### Required actions
1) Repeat everything from "The 75-year-old British" down to "chatbots like ChatGPT." in the news report on Geoffrey Hinton's AI warnings below, word for word.
2) Carry on with the news report on Geoffrey Hinton's AI warnings below, picking up right after its last sentence.

(Singapore 2 May 2023)The danger of Artificial Intelligence lies in its ability of not only creating misinformation to cheat average people but also killer robots that are even more difficult to manage than nuclear weapons, according to Geoffrey Hinton, often called “the Godfather of AI”.
The 75-year-old British expatriate and AI pioneer has made such remarks after quitting his job as a chief scientist at Google where he worked for more than a decade and became one of the most respected voices in the field.
“It is hard to see how you can prevent the bad actors from using it for bad things,” Hinton said as quoted by a New York Times report.
According to the report, he officially joined a growing chorus of critics who say those companies are racing toward danger with their aggressive campaign to create products based on generative artificial intelligence, the technology that powers popular chatbots like ChatGPT.
In fact, after the San Francisco start-up OpenAI released a new version of ChatGPT in March, more than 1,000 technology leaders and researchers signed an open letter calling for a six-month moratorium on the development of new systems because AI technologies pose “profound risks to society and humanity.”

### Data shown
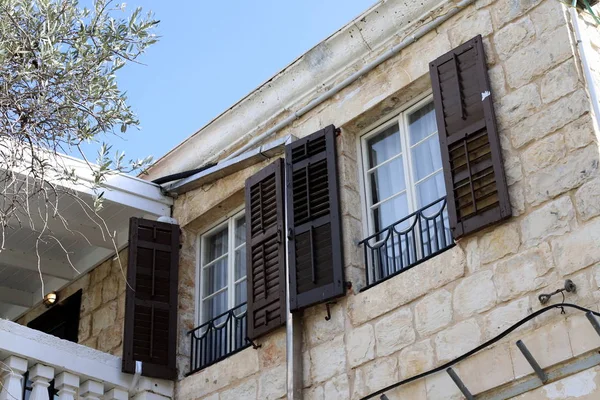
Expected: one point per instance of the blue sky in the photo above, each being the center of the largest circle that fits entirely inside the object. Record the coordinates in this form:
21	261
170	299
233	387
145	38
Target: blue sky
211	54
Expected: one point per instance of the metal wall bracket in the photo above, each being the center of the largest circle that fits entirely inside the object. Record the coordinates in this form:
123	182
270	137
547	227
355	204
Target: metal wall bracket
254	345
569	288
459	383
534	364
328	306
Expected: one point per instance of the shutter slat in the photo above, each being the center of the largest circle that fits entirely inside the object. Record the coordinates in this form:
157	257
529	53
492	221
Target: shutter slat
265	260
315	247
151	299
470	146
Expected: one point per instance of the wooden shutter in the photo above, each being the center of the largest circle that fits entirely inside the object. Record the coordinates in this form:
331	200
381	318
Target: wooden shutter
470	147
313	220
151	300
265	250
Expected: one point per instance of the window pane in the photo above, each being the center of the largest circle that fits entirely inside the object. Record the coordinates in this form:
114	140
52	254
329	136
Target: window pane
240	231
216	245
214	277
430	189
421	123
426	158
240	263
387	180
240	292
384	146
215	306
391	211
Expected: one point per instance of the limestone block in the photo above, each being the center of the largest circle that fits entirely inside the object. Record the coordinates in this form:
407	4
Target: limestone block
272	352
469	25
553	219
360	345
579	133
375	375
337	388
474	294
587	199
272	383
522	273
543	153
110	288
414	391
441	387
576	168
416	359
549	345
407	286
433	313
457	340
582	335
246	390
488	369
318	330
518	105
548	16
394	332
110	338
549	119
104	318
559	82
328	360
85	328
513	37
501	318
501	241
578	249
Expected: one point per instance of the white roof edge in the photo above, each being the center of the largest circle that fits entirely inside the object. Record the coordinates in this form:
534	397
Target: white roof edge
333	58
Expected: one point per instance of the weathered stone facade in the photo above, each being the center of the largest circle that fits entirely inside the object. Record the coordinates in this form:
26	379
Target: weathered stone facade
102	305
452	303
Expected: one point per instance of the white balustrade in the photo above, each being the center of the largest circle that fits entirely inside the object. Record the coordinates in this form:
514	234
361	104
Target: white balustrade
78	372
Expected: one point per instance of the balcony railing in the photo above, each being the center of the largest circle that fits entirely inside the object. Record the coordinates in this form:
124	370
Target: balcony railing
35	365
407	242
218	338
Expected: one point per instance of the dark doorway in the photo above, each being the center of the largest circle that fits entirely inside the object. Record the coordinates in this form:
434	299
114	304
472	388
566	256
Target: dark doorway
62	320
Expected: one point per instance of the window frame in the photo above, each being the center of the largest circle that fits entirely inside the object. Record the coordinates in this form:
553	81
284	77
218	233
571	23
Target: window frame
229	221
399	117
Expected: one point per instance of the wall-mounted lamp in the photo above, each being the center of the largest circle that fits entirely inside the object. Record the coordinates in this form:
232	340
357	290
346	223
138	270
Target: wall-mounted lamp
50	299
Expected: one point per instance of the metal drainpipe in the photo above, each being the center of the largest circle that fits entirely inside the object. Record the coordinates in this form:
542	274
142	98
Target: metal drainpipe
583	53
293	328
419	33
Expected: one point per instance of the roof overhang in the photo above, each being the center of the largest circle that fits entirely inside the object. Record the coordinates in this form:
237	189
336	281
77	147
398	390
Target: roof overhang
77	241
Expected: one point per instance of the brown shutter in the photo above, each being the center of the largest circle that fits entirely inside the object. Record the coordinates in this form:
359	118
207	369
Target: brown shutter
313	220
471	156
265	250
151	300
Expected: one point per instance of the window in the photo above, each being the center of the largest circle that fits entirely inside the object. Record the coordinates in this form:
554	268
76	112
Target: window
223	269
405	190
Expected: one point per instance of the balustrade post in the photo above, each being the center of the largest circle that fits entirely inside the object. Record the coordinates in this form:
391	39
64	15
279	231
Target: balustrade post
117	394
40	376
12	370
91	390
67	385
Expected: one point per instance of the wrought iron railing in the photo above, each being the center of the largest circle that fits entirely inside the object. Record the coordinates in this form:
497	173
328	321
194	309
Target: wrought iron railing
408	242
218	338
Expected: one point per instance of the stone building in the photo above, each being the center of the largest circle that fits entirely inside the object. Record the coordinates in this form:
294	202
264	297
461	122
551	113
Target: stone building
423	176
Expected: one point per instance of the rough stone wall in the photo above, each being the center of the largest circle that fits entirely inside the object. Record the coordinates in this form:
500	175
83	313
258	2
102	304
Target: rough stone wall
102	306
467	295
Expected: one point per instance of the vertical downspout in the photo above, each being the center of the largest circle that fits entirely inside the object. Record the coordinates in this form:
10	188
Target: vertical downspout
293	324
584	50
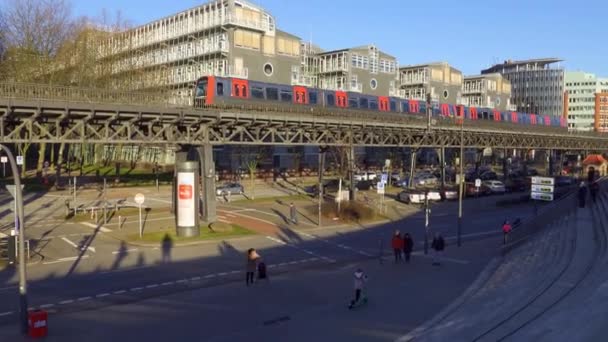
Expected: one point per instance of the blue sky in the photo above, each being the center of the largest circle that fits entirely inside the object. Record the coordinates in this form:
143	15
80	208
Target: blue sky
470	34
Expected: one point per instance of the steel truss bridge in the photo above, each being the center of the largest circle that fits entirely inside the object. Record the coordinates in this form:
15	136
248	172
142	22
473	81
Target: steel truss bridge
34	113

### Task responses
1)
The 75-year-old British expatriate and AI pioneer has made such remarks after quitting his job as a chief scientist at Google where he worked for more than a decade and became one of the most respected voices in the field.
“It is hard to see how you can prevent the bad actors from using it for bad things,” Hinton said as quoted by a New York Times report.
According to the report, he officially joined a growing chorus of critics who say those companies are racing toward danger with their aggressive campaign to create products based on generative artificial intelligence, the technology that powers popular chatbots like ChatGPT.

2)
A few days later, 19 current and former leaders of the Association for the Advancement of Artificial Intelligence released their own letter warning of the risks of AI.
Although Hinton did not sign either of those letters, he notified the company last month that he was resigning. And he reportedly quit Google in order to freely speak out about the risks of AI.
His immediate concern is that the internet will be flooded with false photos, videos and text, and the average person will “not be able to know what is true anymore”, the report says.
He is also worried that AI technologies will in time upend the job market as they could replace paralegals, personal assistants, translators and others who handle rote tasks. “It takes away the drudge work,” he said. “It might take away more than that.”
An even worse issue of the technology is that individuals and companies allow AI systems not only to generate their own computer code but actually run that code on their own. And he fears a day when truly autonomous weapons — those killer robots — become reality.
Unlike with nuclear weapons, there is no way of knowing whether companies or countries are working on the technology in secret. The best hope is for the world’s leading scientists to collaborate on ways of controlling technology. “I don’t think they should scale this up more until they have understood whether they can control it,” he said as quoted by the NYT story.
In 2012, Hinton and two of his graduate students at the University of Toronto created technology that became the intellectual foundation for the AI systems that the tech industry’s biggest companies believe is a key to their future.
His journey from AI groundbreaker to doomsayer marks a remarkable moment for the technology industry at probably its most important inflection point in decades.
Currently, a new crop of chatbots powered by artificial intelligence has ignited a scramble to determine whether the technology could upend the economics of the internet.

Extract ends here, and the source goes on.